_Goal_
Decide whether each statement below agrees with the wind turbine text. Answer yes or no for each and quote the words of the text that decide it. 1. Figure 5b is a top view of the rotor. 2. The longitudinal axis of the blade is substantially perpendicular to the vertical turbine axis. 3. Solar panels are positioned on the bottom surface of the blades.

_Text segment_
-- start --
Figure 4a is a top view of blade with a solar panel applied;

Figure 4b is a perspective view of a blade with a solar panel applied thereto;

Figure 5a is a top view of the rotor;

Figure 5b is a perspective view of the rotor

Figure 6a is a top view of the rotor spacer;

Figure 6b is a perspective view of the rotor spacer;

Figure 7a is a perspective view of the end cap of the blade from a first side;

Figure 7b is a perspective view of the end cap from a second side;

Figure 8 is an exploded top view of the dual mounting system;

Figure 9 is an exploded part perspective view of one end of a blade and the end cap;

Figure 10 is a part exploded perspective view of the other end of the blade and the hub; and

Figure 11 is a perspective view of the motor/brake unit.

In Figures 1 to 3 there is shown the vertical axis wind turbine 1 having a support structure 2 rotatable about a turbine axis. At least one turbine blade 3 20 having a longitudinal axis is provided and configured in mechanical communication with the support structure 2 such that the blade 3 is pivotable about the turbine axis. The blade 3 extends radially from the turbine 1 such that the longitudinal axis of the blade 3 is substantially perpendicular to the vertical turbine axis. Solar panels are positioned on the top surface of the blades as shown, whereby the solar panel/blade arrangement is shown in Figures 4a and

4b.
-- end --
_Entries shown_
-- start --
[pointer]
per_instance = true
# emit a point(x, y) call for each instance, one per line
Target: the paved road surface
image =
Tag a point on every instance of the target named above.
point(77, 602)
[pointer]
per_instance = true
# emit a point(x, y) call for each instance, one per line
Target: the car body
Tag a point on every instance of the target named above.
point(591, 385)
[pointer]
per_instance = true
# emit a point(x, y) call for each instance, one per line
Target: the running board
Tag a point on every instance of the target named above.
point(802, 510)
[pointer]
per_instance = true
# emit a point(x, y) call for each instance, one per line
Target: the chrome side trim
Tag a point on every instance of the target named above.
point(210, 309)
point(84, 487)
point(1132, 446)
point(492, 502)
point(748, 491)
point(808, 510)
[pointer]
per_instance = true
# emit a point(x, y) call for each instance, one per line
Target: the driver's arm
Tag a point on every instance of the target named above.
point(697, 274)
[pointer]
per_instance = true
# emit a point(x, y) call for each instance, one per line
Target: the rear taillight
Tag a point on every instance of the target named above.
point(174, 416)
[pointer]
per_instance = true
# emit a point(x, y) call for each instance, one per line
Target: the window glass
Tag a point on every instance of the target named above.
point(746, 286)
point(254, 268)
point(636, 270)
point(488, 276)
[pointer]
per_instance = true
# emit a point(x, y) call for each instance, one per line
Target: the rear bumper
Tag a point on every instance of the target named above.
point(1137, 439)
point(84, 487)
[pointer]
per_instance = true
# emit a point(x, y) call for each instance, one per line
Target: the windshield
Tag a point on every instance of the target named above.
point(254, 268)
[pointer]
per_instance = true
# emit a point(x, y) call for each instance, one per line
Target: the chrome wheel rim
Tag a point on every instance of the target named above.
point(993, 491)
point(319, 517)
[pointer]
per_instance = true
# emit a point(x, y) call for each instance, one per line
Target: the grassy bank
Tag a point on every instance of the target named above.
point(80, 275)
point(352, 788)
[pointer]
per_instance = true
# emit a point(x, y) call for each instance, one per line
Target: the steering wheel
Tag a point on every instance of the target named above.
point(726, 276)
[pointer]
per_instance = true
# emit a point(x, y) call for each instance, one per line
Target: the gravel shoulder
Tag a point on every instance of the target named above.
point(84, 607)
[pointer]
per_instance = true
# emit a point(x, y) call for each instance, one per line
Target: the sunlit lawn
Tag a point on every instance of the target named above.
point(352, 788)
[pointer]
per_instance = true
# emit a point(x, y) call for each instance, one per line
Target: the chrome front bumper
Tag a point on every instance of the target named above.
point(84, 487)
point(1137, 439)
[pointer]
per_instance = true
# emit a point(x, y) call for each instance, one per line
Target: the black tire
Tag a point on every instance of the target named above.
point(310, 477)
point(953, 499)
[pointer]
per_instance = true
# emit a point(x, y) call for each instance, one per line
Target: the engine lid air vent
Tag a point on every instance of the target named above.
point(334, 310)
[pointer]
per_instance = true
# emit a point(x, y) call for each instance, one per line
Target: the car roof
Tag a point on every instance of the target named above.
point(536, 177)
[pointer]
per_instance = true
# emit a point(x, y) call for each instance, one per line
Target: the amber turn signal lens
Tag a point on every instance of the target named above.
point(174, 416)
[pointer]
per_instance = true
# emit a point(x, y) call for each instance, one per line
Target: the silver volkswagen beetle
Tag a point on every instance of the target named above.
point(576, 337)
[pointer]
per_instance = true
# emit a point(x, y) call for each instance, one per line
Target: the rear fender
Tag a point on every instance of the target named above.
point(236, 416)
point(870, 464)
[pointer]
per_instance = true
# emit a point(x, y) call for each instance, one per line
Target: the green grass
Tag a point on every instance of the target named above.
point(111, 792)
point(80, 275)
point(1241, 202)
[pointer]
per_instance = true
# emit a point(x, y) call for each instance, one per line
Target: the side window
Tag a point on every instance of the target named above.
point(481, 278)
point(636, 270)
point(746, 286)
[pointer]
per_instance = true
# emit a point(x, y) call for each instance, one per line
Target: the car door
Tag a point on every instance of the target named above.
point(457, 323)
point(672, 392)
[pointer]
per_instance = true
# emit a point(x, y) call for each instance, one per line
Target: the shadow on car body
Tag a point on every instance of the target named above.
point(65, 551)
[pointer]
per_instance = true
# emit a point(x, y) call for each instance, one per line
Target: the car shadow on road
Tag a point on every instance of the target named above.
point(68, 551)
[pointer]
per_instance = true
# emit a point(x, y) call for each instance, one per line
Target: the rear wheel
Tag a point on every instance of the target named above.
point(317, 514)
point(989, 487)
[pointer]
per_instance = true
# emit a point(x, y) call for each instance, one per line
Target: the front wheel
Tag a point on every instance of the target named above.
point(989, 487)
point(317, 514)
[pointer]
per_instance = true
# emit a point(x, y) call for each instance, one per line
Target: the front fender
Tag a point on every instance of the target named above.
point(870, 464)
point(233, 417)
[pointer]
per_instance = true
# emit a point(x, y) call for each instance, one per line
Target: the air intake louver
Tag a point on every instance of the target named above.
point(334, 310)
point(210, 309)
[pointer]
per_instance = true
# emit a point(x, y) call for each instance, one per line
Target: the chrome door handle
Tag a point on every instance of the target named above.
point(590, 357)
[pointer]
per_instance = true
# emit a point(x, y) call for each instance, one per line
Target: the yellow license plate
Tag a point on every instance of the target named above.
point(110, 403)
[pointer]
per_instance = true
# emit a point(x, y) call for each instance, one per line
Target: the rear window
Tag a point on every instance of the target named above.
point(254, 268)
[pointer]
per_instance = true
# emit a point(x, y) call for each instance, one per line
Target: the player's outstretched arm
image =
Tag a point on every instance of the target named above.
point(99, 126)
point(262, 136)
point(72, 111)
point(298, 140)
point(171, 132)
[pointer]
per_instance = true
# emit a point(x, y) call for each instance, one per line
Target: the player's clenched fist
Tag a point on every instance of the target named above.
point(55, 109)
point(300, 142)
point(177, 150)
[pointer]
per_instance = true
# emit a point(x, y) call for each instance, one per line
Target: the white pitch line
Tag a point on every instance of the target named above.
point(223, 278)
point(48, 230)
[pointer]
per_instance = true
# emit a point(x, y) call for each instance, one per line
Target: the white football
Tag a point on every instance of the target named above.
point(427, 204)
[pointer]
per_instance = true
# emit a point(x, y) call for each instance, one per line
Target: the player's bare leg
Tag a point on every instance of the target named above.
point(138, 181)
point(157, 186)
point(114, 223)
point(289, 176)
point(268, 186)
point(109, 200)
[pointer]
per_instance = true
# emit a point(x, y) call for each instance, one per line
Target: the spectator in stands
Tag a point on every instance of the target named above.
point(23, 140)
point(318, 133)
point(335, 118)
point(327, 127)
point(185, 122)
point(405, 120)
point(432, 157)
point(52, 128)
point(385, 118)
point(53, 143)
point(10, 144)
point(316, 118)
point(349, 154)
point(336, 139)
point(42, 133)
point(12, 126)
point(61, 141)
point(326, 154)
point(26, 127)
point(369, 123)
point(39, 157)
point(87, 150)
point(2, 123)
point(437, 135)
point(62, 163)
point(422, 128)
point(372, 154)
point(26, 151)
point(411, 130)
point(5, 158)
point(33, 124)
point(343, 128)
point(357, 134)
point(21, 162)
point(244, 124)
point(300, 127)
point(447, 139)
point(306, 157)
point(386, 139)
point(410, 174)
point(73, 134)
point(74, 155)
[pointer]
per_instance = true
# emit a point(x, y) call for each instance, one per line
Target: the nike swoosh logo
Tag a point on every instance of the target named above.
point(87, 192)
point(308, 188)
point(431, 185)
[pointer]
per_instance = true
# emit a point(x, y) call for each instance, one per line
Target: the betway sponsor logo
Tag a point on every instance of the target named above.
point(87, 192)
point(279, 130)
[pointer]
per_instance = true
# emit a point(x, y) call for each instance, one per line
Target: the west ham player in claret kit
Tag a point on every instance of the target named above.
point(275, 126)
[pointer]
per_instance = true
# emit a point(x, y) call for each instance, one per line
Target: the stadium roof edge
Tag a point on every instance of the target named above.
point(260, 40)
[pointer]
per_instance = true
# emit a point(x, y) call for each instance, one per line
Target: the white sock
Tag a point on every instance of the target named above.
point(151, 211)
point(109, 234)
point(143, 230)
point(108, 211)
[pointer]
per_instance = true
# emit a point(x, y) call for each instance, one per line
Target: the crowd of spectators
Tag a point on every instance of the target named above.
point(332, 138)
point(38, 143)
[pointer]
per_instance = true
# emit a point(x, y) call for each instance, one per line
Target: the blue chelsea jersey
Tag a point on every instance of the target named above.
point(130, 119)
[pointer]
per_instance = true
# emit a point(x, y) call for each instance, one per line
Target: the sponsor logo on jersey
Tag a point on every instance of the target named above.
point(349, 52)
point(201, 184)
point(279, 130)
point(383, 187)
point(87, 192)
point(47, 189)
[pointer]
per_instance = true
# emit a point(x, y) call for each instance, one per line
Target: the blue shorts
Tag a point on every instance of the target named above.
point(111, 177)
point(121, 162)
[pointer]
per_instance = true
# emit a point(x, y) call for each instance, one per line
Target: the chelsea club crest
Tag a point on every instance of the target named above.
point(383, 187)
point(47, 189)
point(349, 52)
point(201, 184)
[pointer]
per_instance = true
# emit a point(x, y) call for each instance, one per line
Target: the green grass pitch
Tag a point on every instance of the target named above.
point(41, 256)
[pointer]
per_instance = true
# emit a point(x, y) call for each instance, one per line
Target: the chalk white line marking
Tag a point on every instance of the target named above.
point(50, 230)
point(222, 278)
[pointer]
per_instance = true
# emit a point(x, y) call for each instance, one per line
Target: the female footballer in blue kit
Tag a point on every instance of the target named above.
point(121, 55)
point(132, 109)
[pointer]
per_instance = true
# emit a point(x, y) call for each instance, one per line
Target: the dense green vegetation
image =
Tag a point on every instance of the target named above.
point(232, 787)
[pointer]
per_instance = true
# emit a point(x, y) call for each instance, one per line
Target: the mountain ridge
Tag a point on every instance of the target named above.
-- end --
_Problem solution_
1. No: "Figure 5b is a perspective view of the rotor"
2. Yes: "the longitudinal axis of the blade 3 is substantially perpendicular to the vertical turbine axis"
3. No: "Solar panels are positioned on the top surface of the blades"